_WHAT TO PRODUCE:_ Which lines in the rows below contain the string "outstretched"? Show each of those lines in full, and treat uppercase and lowercase as different.

Start

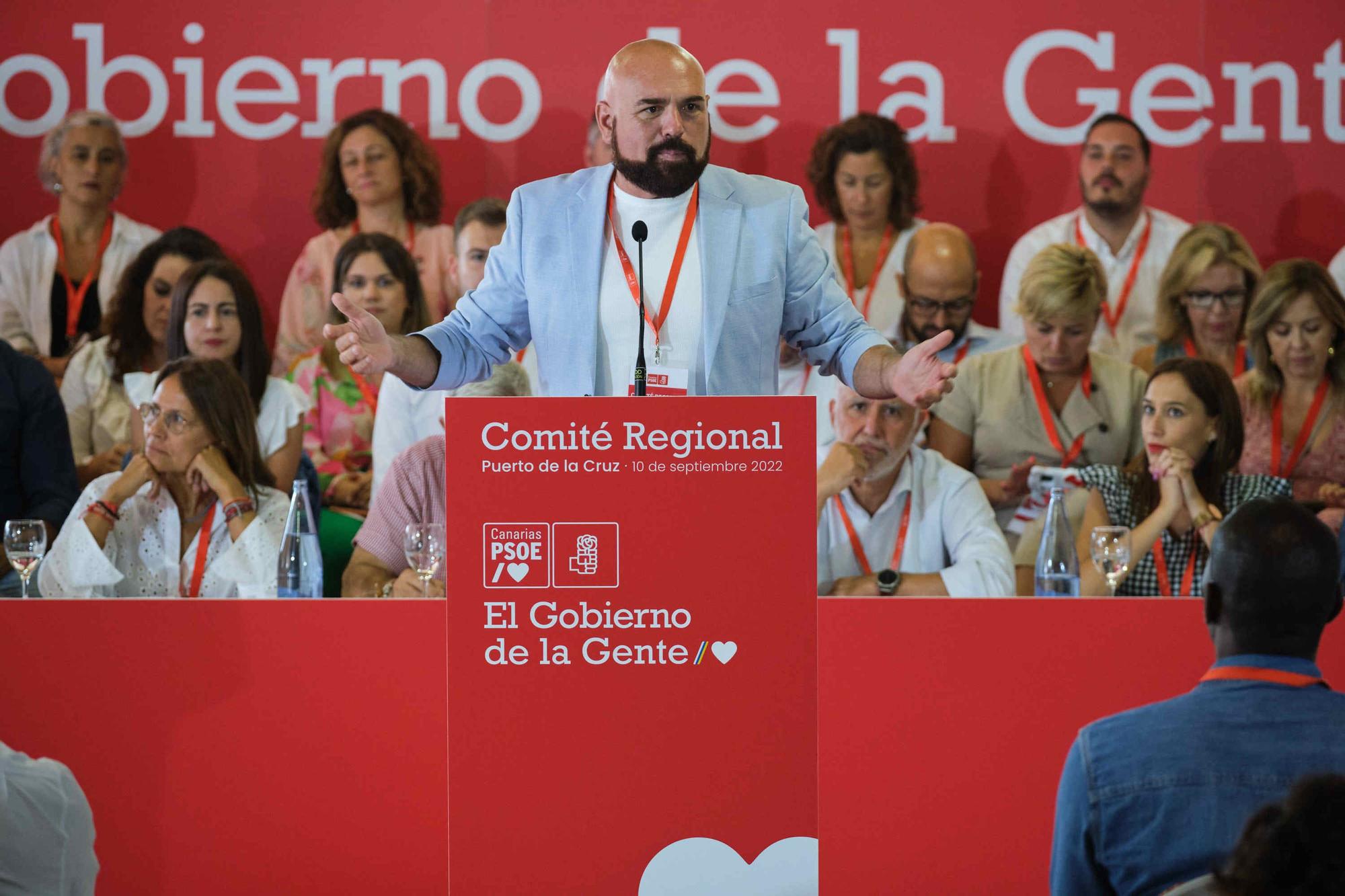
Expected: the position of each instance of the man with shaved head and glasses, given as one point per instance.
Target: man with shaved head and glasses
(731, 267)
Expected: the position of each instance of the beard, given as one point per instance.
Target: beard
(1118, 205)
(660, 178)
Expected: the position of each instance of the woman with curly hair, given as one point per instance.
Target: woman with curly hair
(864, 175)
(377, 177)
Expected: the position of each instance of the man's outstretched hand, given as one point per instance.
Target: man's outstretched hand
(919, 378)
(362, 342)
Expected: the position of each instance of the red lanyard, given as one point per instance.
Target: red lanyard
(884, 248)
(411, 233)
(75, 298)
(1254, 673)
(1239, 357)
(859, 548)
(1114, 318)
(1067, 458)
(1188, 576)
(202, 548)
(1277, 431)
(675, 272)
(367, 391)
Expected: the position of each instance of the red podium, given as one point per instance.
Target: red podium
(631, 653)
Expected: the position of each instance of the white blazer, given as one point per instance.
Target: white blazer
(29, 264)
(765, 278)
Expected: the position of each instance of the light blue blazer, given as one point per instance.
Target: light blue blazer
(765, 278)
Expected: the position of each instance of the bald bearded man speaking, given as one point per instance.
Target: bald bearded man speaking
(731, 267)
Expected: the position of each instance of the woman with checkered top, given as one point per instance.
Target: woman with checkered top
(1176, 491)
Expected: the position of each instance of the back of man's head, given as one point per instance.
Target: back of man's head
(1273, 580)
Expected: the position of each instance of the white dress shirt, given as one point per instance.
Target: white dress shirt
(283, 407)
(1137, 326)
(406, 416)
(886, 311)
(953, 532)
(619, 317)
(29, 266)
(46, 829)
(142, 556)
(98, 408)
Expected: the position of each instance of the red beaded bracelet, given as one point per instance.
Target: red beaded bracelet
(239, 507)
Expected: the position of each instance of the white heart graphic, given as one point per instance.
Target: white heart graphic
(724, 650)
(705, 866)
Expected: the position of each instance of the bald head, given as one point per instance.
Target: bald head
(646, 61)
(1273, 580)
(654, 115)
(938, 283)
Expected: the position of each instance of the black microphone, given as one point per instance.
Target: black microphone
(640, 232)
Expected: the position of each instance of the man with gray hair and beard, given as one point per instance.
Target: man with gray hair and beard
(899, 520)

End
Start

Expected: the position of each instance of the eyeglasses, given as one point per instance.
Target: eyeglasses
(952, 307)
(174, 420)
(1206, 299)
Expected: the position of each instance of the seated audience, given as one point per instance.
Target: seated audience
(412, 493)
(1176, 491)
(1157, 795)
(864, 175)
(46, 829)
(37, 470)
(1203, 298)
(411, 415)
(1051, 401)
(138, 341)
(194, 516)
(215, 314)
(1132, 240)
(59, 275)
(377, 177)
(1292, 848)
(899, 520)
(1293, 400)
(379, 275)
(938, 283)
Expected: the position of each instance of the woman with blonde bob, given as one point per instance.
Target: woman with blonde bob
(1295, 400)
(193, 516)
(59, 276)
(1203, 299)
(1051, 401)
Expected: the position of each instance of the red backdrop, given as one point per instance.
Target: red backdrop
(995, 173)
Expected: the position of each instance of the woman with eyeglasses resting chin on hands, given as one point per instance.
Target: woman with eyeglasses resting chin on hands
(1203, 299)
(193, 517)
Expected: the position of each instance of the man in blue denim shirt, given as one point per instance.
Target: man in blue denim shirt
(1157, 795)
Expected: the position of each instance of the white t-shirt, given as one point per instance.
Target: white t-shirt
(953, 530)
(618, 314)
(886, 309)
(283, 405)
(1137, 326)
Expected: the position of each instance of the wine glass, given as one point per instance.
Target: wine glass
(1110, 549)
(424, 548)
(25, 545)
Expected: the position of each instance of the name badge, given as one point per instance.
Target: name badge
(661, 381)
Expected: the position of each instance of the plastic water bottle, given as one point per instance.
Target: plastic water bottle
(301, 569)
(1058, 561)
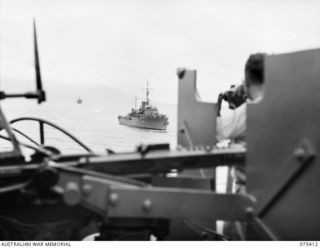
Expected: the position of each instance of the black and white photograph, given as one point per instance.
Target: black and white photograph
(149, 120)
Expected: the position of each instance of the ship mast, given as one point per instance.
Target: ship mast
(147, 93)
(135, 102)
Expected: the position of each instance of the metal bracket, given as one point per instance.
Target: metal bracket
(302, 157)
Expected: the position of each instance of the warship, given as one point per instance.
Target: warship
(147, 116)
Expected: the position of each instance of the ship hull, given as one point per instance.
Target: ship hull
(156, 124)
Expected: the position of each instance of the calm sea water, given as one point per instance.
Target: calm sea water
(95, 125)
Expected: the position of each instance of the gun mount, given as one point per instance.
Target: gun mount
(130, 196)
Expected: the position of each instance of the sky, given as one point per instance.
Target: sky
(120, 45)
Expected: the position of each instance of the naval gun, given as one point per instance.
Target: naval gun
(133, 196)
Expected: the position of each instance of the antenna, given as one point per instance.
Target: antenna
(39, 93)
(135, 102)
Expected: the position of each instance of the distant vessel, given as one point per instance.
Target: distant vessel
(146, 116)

End
Start

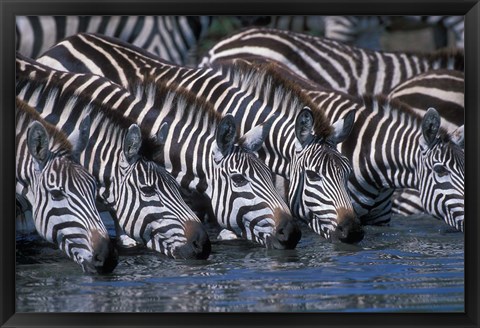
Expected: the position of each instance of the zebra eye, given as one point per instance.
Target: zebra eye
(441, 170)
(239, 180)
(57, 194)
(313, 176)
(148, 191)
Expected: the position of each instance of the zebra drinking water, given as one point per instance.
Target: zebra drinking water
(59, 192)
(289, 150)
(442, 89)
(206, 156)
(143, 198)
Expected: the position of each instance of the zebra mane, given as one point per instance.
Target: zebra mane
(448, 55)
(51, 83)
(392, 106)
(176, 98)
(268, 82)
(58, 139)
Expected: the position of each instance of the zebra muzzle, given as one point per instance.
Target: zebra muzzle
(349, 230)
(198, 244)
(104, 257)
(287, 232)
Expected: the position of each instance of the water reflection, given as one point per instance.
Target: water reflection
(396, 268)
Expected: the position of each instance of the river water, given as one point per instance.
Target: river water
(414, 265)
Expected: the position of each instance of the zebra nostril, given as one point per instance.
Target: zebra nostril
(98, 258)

End

_EXPECTED OUTPUT:_
Expected: the position of each instance of the man's outstretched hand, given as one point per instance.
Target: man's outstretched hand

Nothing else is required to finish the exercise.